BEGIN

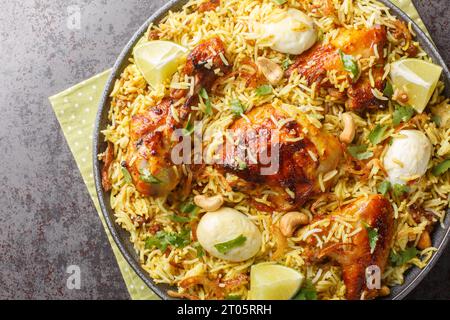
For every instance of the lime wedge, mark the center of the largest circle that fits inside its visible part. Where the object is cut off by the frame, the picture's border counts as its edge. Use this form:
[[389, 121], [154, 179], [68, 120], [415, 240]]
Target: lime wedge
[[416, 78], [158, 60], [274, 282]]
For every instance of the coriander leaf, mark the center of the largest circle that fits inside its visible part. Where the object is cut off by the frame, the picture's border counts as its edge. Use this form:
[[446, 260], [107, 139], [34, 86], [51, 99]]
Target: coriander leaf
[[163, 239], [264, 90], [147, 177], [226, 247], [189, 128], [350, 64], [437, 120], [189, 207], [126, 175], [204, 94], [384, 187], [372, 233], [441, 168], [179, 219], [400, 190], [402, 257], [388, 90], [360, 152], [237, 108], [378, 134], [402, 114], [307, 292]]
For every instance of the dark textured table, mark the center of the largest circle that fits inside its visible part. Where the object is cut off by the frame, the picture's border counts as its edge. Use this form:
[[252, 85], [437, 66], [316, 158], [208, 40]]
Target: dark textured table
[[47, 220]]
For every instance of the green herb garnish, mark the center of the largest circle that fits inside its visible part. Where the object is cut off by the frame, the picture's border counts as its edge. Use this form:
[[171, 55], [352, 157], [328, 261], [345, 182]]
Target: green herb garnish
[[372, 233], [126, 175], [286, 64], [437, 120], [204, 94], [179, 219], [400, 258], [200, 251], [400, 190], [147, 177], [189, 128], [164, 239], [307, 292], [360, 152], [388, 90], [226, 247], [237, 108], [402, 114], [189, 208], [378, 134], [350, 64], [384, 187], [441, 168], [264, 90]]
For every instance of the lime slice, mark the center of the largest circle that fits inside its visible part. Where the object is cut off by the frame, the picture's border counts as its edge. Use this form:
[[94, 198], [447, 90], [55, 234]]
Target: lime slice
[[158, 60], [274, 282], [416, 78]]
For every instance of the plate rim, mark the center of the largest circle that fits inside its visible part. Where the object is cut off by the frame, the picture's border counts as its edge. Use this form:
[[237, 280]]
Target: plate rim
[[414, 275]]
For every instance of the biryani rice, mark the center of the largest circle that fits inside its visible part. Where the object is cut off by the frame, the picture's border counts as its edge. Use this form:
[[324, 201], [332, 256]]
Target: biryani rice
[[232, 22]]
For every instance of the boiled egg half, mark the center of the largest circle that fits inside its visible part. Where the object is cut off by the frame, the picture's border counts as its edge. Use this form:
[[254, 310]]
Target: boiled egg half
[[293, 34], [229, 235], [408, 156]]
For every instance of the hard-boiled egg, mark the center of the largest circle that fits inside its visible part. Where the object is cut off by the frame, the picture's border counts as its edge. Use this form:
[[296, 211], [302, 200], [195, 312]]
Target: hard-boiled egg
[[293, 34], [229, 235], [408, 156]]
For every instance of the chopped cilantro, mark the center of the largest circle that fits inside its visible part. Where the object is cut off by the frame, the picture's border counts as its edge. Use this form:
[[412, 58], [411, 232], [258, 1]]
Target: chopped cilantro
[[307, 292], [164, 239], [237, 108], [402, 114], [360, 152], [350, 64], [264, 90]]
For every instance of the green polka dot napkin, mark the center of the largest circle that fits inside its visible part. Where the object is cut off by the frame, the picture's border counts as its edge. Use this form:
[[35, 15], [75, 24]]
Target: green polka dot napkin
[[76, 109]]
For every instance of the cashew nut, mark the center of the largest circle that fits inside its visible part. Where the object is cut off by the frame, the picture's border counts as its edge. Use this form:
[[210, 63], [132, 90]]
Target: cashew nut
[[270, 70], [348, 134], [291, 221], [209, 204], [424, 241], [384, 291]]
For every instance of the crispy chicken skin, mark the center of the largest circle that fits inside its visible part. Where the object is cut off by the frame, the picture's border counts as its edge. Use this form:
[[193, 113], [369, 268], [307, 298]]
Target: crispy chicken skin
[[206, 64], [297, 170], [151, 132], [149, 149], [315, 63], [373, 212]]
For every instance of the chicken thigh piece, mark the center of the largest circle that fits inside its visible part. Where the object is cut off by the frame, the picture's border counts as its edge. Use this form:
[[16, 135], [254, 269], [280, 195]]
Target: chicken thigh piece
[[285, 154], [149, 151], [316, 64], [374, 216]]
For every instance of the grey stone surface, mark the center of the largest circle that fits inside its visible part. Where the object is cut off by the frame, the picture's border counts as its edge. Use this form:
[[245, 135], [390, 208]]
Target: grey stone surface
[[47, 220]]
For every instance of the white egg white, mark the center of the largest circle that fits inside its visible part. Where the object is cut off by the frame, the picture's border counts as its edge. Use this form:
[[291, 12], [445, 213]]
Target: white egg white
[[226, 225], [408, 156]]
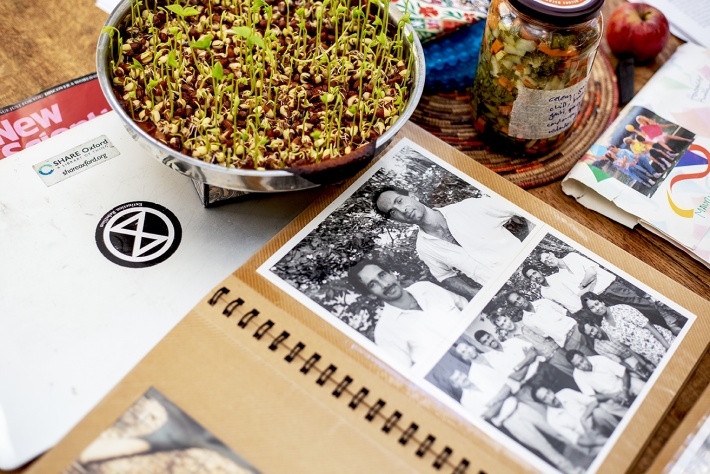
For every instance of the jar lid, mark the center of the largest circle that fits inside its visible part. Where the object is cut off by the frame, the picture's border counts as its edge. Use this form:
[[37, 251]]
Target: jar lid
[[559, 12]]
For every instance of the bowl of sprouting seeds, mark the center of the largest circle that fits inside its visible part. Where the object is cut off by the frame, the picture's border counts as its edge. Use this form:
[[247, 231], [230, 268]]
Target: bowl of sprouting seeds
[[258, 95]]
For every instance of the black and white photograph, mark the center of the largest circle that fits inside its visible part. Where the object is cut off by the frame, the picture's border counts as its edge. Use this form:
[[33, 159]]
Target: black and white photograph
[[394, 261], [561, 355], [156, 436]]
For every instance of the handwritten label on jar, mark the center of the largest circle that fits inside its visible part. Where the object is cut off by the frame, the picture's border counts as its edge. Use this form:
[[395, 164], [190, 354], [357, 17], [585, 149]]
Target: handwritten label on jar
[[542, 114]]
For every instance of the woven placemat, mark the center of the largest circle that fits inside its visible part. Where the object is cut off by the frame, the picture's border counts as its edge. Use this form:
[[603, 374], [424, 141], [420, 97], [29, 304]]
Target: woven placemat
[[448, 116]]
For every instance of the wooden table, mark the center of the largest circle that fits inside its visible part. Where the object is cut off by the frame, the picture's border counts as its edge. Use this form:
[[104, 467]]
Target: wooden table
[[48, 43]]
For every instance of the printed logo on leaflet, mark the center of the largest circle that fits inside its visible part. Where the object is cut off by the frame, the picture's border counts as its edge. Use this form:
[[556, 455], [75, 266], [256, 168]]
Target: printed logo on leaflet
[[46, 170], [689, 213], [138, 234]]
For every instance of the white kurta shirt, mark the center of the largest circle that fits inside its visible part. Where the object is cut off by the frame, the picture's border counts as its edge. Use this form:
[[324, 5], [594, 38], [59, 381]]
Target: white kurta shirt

END

● PROBLEM STATEMENT
Swap "largest circle" for "biggest circle" throughout all the rows above, and give the rows back otherwise unchanged. Leave the pictures out.

● SOLUTION TO THIS PROBLEM
For every instance of the lime wedge, mark the center of the biggest circle that fits inside its visible part. Where the object is cut off by the frame, the picture's border counts as its edge. Use this form:
[[389, 121], [154, 179], [68, 120], [415, 240]]
Target: lime wedge
[[416, 78], [158, 60], [274, 282]]
For every instance of the coriander leaf, mark the center of the biggest circle that fits inside its visible part. Where the object is cut off by the frame, the picture's border counts as its edge. Use this form:
[[446, 260], [107, 139], [34, 86], [51, 99]]
Target: coriander leaf
[[163, 239], [264, 90], [147, 177], [226, 247], [189, 128], [350, 64], [437, 120], [189, 207], [126, 175], [204, 94], [384, 187], [372, 233], [441, 168], [179, 219], [400, 190], [402, 257], [388, 90], [360, 152], [237, 108], [378, 134], [402, 114], [307, 292]]
For every instance of the dark textured table, mark the center of the biggest circle that fits inside its visible part. Where the object is cut off by the frame, the picture's border counts as its edge. Use this form:
[[252, 85], [437, 66], [316, 158], [208, 40]]
Target: dark textured table
[[47, 220]]
For every instance of the green herb garnish, mark the center of the biggest circle that fits inside its visible part. Where the object is cut off by the frame, the picture's border counts as its edge. Use this form:
[[171, 55], [352, 157], [328, 261], [345, 182]]
Target: green herb garnish
[[372, 233], [126, 175], [286, 64], [437, 120], [204, 94], [179, 219], [400, 258], [200, 251], [400, 190], [147, 177], [189, 128], [164, 239], [307, 292], [360, 152], [388, 90], [226, 247], [237, 108], [402, 114], [189, 208], [378, 134], [350, 64], [384, 187], [441, 168], [264, 90]]
For every instance of the lime slice, mark the center of the biggest circle that fits inside its visible part. Where the object is cut off by the frame, the picture's border counts as its edge. Use this form:
[[94, 198], [447, 90], [55, 234]]
Target: lime slice
[[158, 60], [274, 282], [416, 78]]
For every instance of the plate rim, mark the center of the biggest circle that fits inside its visible part. Where the object is cut off by the frame, the picture's border counts as its edge. Use this form:
[[237, 280]]
Target: plate rim
[[414, 275]]
For every instance of the biryani rice, mark the center of the biggest circle that fits inside its visible part. Where the object is cut off by the frame, the picture's border counts as its edge. Use this form:
[[324, 201], [332, 256]]
Target: biryani rice
[[232, 22]]
For every instance of the boiled egg half, mark the center of the biggest circle that fits inside its visible part. Where the object is cut off by the frame, the picture's border counts as its edge. Use this form:
[[254, 310]]
Target: boiled egg half
[[293, 34], [229, 235], [408, 156]]
For every instance of the hard-boiled egg, mark the center of the biggest circle that fits inside its visible part. Where the object is cut off by the frame, the picture's border counts as its edge. Use this form:
[[296, 211], [302, 200], [195, 312]]
Target: hard-boiled egg
[[293, 34], [229, 235], [408, 156]]
For every instance of the chopped cilantro, mark the center of the biggest circle that fits inside its visible part. Where the object is cut off by the frame, the picture's border counts as its edge. Use this form:
[[412, 58], [411, 232], [258, 1]]
Target: chopped cilantro
[[307, 292], [164, 239], [237, 108], [402, 114], [360, 152], [350, 64], [264, 90]]
For every instance of the green polka dot napkin, mark the center of the biggest circle that fits inside its visible part. Where the object is cut off by the frame, the picture's border counts as its edge. Use this form:
[[35, 15], [75, 24]]
Target: green polka dot napkin
[[76, 109]]
For every instance of the cashew nut, mark the center of the biggest circle that fits inside its visible part. Where the object is cut off by the frame, the picture's border counts as its edge. Use this form:
[[210, 63], [132, 90]]
Target: cashew nut
[[270, 70], [348, 134], [291, 221], [209, 204], [424, 241], [384, 291]]
For every instance of the crispy chicken skin, mark the center of the biggest circle that fits inside its visible part. Where the object is cut off by the frame, the picture's border counts as its edge. Use this form:
[[193, 113], [369, 268], [307, 298]]
Target: crispy chicken skin
[[206, 64], [297, 170], [151, 132], [149, 149], [315, 63], [373, 212]]
For every instance of the chicken thigh piece, mark the center of the biggest circle that fits inside its visible part. Where the object is cut off by the frame, the picture's border counts as its edge. Use this form:
[[16, 135], [254, 269], [280, 195]]
Target: chicken thigh piece
[[285, 154], [149, 151], [316, 64], [374, 216]]
For every instance of the grey stone surface, mark the center of the biggest circle that fits inside its visible part. Where the object is cut off by the frame, the picture's border counts as its edge. Use this form:
[[245, 135], [390, 208]]
Target: grey stone surface
[[47, 220]]
For every instance of the white egg white, mark the center of the biggest circle that fits inside its visible part. Where the object is cut off by the frame, the picture's border counts as its edge. Use this form:
[[291, 12], [445, 213]]
Target: white egg white
[[226, 225], [408, 156]]
For every instance of the jar lid, mark the center of the biggest circle that fits inside its visible part. Where the object is cut off by the frame, the picture's border counts as its edge. Use this form:
[[37, 251]]
Target: jar lid
[[559, 12]]
For every instance of the bowl of sprouting seeds, mark the center of the biggest circle that fits inside its visible part. Where the object is cut off by the frame, the picture's border counts as its edge. Use this form:
[[247, 231], [230, 268]]
Target: bowl of sprouting seeds
[[258, 95]]
For every instance of the black and white photograph, mark the center of the biggest circle that fits inside its visible part. Where the object is cut off by the frame, the picture's border counts as its edge. Use this form:
[[33, 159]]
Target: black and white photograph
[[394, 261], [561, 355], [156, 436]]
For every instance of the handwritten label on jar, mark the center of the biggest circle that fits inside its visible part. Where the object is cut off by the frame, the picture's border counts as its edge. Use this form:
[[395, 164], [190, 354], [357, 17], [585, 149]]
Target: handwritten label on jar
[[542, 114]]
For every instance of the woven placemat, mark the center of the biggest circle that fits inside its visible part. Where the object is cut off by the frame, the picture's border counts as its edge. Use this form:
[[603, 374], [424, 141], [420, 97], [29, 304]]
Target: woven placemat
[[448, 116]]
For every instance of the wooden table, mark the center of the biggest circle that fits inside its visible part. Where the object is cut off by the frame, the picture's border counts as its edge. Use this form:
[[104, 467]]
Target: wooden table
[[48, 43]]
For every instance of the printed logo on leaflet, mark the center of the biggest circle that fits inside its visible part. Where the object is cut off by the frame, the picture's border counts as its edge. Use this form:
[[556, 455], [75, 266], [256, 168]]
Target: printed logo on leaflet
[[46, 170], [689, 213], [138, 234]]
For every instance of the white kurta shirt, mark the center of the biggest circle that fits inside its visible part. Where the object is cut off by the frame, the picture's border counts as its edge. Use this form:
[[324, 5], [594, 38], [59, 381]]
Target: white kurta shirt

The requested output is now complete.